TASK PROMPT
Copy out the records below, swapping every "crop health pipeline" for "field survey pipeline" and leaving all other text unchanged.

==== LISTING ====

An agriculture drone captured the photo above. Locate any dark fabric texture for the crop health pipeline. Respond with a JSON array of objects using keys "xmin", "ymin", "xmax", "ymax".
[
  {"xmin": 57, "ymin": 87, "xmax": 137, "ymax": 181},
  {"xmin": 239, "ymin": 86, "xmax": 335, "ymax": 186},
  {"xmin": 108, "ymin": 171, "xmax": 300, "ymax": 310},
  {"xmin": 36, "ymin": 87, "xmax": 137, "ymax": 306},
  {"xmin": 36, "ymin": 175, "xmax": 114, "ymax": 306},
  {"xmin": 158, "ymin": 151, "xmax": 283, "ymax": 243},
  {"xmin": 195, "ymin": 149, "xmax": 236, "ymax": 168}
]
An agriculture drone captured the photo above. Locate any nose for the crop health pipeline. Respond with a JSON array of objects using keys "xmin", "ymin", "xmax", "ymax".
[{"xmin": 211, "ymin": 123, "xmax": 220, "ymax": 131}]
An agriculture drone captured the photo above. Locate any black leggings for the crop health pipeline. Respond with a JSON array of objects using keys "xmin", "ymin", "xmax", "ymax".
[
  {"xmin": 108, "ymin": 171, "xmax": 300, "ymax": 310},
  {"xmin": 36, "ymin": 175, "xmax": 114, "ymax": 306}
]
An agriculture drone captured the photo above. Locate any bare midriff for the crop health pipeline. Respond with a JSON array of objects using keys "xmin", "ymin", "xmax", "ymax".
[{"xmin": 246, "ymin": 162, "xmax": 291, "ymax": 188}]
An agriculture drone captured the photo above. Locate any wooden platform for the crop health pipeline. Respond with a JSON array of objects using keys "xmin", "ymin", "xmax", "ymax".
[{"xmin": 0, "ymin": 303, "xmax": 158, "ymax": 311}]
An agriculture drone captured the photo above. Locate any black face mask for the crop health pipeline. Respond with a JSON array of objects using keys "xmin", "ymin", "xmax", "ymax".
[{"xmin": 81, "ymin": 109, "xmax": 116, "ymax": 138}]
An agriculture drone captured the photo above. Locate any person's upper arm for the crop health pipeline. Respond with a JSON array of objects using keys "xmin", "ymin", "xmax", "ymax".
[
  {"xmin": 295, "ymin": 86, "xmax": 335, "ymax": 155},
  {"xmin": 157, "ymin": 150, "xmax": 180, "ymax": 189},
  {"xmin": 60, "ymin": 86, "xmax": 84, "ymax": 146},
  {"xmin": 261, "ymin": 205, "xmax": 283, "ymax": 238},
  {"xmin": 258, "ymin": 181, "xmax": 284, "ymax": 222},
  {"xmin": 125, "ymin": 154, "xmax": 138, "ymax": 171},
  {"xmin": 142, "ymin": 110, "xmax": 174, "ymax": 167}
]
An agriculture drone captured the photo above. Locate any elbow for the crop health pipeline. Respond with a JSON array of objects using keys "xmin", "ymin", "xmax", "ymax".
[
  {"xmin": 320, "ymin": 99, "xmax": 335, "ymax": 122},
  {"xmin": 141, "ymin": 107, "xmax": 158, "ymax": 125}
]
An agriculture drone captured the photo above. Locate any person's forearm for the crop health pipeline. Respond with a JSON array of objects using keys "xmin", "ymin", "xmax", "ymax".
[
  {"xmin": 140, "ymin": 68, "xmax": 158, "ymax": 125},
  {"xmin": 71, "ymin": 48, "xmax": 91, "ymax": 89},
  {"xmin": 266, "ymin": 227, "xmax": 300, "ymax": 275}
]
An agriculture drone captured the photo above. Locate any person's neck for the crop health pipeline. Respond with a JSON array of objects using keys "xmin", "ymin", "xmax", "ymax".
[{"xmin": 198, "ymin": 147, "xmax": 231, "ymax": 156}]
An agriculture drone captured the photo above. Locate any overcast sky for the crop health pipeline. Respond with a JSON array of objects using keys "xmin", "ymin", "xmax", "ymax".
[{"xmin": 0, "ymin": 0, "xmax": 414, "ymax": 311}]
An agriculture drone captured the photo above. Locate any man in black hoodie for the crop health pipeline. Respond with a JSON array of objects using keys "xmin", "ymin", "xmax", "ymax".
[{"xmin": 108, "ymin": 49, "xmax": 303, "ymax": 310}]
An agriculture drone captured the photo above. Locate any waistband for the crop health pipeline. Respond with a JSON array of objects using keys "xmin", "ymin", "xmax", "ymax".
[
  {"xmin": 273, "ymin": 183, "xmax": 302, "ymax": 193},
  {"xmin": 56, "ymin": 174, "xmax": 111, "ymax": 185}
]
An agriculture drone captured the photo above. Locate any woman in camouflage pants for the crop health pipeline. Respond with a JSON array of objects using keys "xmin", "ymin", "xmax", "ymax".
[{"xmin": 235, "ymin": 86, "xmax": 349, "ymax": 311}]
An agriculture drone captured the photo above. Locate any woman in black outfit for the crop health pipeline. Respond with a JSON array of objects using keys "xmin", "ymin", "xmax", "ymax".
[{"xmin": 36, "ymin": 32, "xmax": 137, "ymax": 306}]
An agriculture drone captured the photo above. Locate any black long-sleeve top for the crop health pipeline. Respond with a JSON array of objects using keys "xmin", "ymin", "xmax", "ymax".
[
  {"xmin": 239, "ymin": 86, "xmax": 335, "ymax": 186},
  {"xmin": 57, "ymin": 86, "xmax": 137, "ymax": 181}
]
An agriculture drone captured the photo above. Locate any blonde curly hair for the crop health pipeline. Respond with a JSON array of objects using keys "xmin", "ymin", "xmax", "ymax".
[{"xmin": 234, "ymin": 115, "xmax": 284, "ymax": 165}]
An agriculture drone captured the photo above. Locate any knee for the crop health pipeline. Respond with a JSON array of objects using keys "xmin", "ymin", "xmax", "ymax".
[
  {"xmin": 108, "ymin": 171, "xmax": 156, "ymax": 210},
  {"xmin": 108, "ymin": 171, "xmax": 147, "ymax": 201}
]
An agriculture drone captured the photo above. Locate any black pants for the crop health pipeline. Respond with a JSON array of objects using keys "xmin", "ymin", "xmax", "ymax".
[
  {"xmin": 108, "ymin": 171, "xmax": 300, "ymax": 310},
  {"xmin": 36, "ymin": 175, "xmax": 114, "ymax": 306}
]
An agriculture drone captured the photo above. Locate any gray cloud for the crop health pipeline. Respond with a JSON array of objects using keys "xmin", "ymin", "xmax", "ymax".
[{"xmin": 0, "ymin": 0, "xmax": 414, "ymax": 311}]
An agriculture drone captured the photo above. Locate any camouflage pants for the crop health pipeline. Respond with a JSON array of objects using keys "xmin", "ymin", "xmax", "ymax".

====

OUTPUT FOR THIS TASK
An agriculture drone captured the photo above. Locate any dark fabric texture for the field survey pipeline. Respond with a JSON array of objects using keys "xmin", "ymin", "xmax", "ymax".
[
  {"xmin": 57, "ymin": 87, "xmax": 137, "ymax": 181},
  {"xmin": 239, "ymin": 86, "xmax": 335, "ymax": 186},
  {"xmin": 108, "ymin": 171, "xmax": 300, "ymax": 310},
  {"xmin": 36, "ymin": 87, "xmax": 137, "ymax": 306},
  {"xmin": 36, "ymin": 175, "xmax": 114, "ymax": 306},
  {"xmin": 158, "ymin": 151, "xmax": 283, "ymax": 243},
  {"xmin": 195, "ymin": 149, "xmax": 236, "ymax": 168}
]
An agriculture drone captured the photo above. Locate any nose for the field survey pipeline. Respond with a JSON array of objects using keys "xmin", "ymin", "xmax", "ymax".
[{"xmin": 211, "ymin": 123, "xmax": 220, "ymax": 131}]
An agriculture drone captured the photo above. Locate any black leggings for the field survey pipeline. Respond with a JSON array of objects using keys "xmin", "ymin", "xmax", "ymax".
[
  {"xmin": 108, "ymin": 171, "xmax": 300, "ymax": 310},
  {"xmin": 36, "ymin": 175, "xmax": 114, "ymax": 306}
]
An agriculture drone captured the photo above. Locate any bare midriff for the field survey pipeline. Respond with a JSON array of objects using keys "xmin", "ymin", "xmax", "ymax".
[{"xmin": 246, "ymin": 162, "xmax": 291, "ymax": 188}]
An agriculture drone captured the photo above. Locate any wooden platform for the field survey pipeline. Respond with a JSON array of objects using keys "xmin", "ymin", "xmax", "ymax".
[{"xmin": 0, "ymin": 303, "xmax": 158, "ymax": 311}]
An agriculture drone captured the photo above. Locate any black face mask for the field survey pipeline. Respond with a JSON array of objects using keys "xmin", "ymin", "xmax", "ymax".
[{"xmin": 81, "ymin": 109, "xmax": 116, "ymax": 138}]
An agriculture drone captured the photo above. Locate any person's upper arm for the field survey pipeline. Respond with a JSON array of objects using keys "xmin", "ymin", "xmax", "ymax".
[
  {"xmin": 295, "ymin": 86, "xmax": 335, "ymax": 155},
  {"xmin": 157, "ymin": 150, "xmax": 180, "ymax": 189},
  {"xmin": 60, "ymin": 86, "xmax": 84, "ymax": 146},
  {"xmin": 261, "ymin": 205, "xmax": 283, "ymax": 238},
  {"xmin": 258, "ymin": 181, "xmax": 284, "ymax": 222},
  {"xmin": 125, "ymin": 154, "xmax": 138, "ymax": 171},
  {"xmin": 142, "ymin": 110, "xmax": 174, "ymax": 167}
]
An agriculture drone captured the photo above. Locate any elbow for the field survey pipeline. Respond with a JSON array of objects using keys "xmin", "ymin", "xmax", "ymax".
[
  {"xmin": 320, "ymin": 99, "xmax": 335, "ymax": 122},
  {"xmin": 141, "ymin": 107, "xmax": 158, "ymax": 125}
]
An agriculture drone captured the photo above. Locate any person's forearm for the field survey pipeline. Respond with a JSON array of objects using keys "xmin", "ymin", "xmax", "ymax".
[
  {"xmin": 140, "ymin": 68, "xmax": 158, "ymax": 125},
  {"xmin": 71, "ymin": 48, "xmax": 91, "ymax": 89},
  {"xmin": 266, "ymin": 227, "xmax": 300, "ymax": 275}
]
An agriculture drone captured the photo above. Locate any person's neck for the field survey pipeline. Respond with a JSON array of objects using keys "xmin", "ymin", "xmax", "ymax".
[{"xmin": 198, "ymin": 147, "xmax": 231, "ymax": 156}]
An agriculture drone captured the photo above. Locate any overcast sky for the field survey pipeline. Respond with a JSON array of objects using keys "xmin", "ymin", "xmax", "ymax".
[{"xmin": 0, "ymin": 0, "xmax": 414, "ymax": 311}]
An agriculture drone captured the photo above. Locate any man in black hoodie for the field survey pipeline. Respond with a JSON array of objects using keys "xmin", "ymin", "xmax", "ymax".
[{"xmin": 108, "ymin": 49, "xmax": 303, "ymax": 310}]
An agriculture drone captured the photo above. Locate any waistband for the field survey pipeline. Respond with a JSON array of objects using keys "xmin", "ymin", "xmax", "ymax".
[
  {"xmin": 273, "ymin": 183, "xmax": 302, "ymax": 193},
  {"xmin": 56, "ymin": 174, "xmax": 111, "ymax": 185}
]
An agriculture drone captured the photo above. Locate any woman in camouflage pants for the field survey pipeline. Respond with a JSON array of objects using keys "xmin", "ymin", "xmax", "ymax".
[{"xmin": 235, "ymin": 86, "xmax": 349, "ymax": 311}]
An agriculture drone captured the photo above. Locate any woman in black outfit for the field survey pipeline. Respond with a JSON array of objects using keys "xmin", "ymin", "xmax", "ymax".
[{"xmin": 36, "ymin": 32, "xmax": 137, "ymax": 306}]
An agriculture drone captured the photo above. Locate any black long-sleeve top for the field survey pipeline. Respond with a JSON array of objects using keys "xmin", "ymin", "xmax", "ymax".
[
  {"xmin": 239, "ymin": 86, "xmax": 335, "ymax": 186},
  {"xmin": 57, "ymin": 86, "xmax": 137, "ymax": 181}
]
An agriculture drone captured the photo above. Locate any blonde curly hair for the field survey pipeline. Respond with a JSON array of objects using keys "xmin", "ymin", "xmax", "ymax".
[{"xmin": 234, "ymin": 115, "xmax": 284, "ymax": 165}]
An agriculture drone captured the photo above. Locate any knee for the field survey pipeline. Respond with a JSON array of objects using keys "xmin", "ymin", "xmax", "ymax".
[
  {"xmin": 108, "ymin": 171, "xmax": 156, "ymax": 210},
  {"xmin": 108, "ymin": 171, "xmax": 147, "ymax": 201}
]
An agriculture drone captured the photo above. Locate any black pants for the field survey pipeline. Respond with a JSON array of objects using keys "xmin", "ymin", "xmax", "ymax".
[
  {"xmin": 108, "ymin": 171, "xmax": 300, "ymax": 310},
  {"xmin": 36, "ymin": 175, "xmax": 114, "ymax": 306}
]
An agriculture drone captured the photo above. Locate any gray cloud for the field survey pipeline. Respond with a JSON array of objects using keys "xmin", "ymin", "xmax", "ymax".
[{"xmin": 0, "ymin": 0, "xmax": 414, "ymax": 311}]
An agriculture drone captured the photo above. Locate any camouflage pants for the field survey pipeline. Respond with a JSON array of objects using keys "xmin", "ymin", "xmax", "ymax".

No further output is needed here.